* [What you are asked to do]: Keep the wording of every entry exactly as it is while leaving the pictures out of your copy.

* [Data extracted from a collection]:
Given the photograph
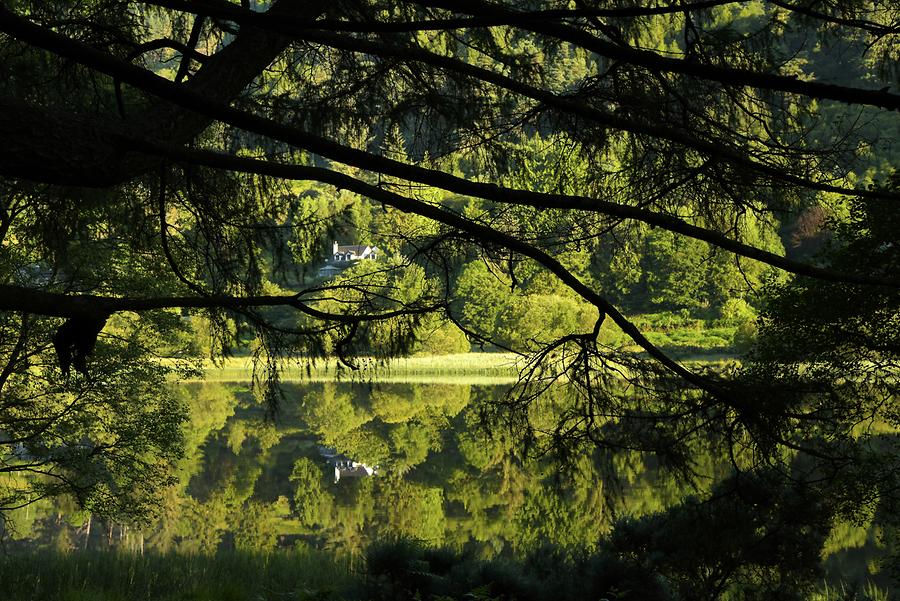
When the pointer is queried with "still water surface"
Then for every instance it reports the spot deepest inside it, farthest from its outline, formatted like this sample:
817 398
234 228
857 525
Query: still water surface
251 483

* [Exercise result]:
Given the photograph
When the pointer is queried with "still water surface"
Then for every instance it reports the spot deepest inside it, farthest from its outline, formatted like this sample:
817 398
234 228
857 525
Query: still water surface
251 483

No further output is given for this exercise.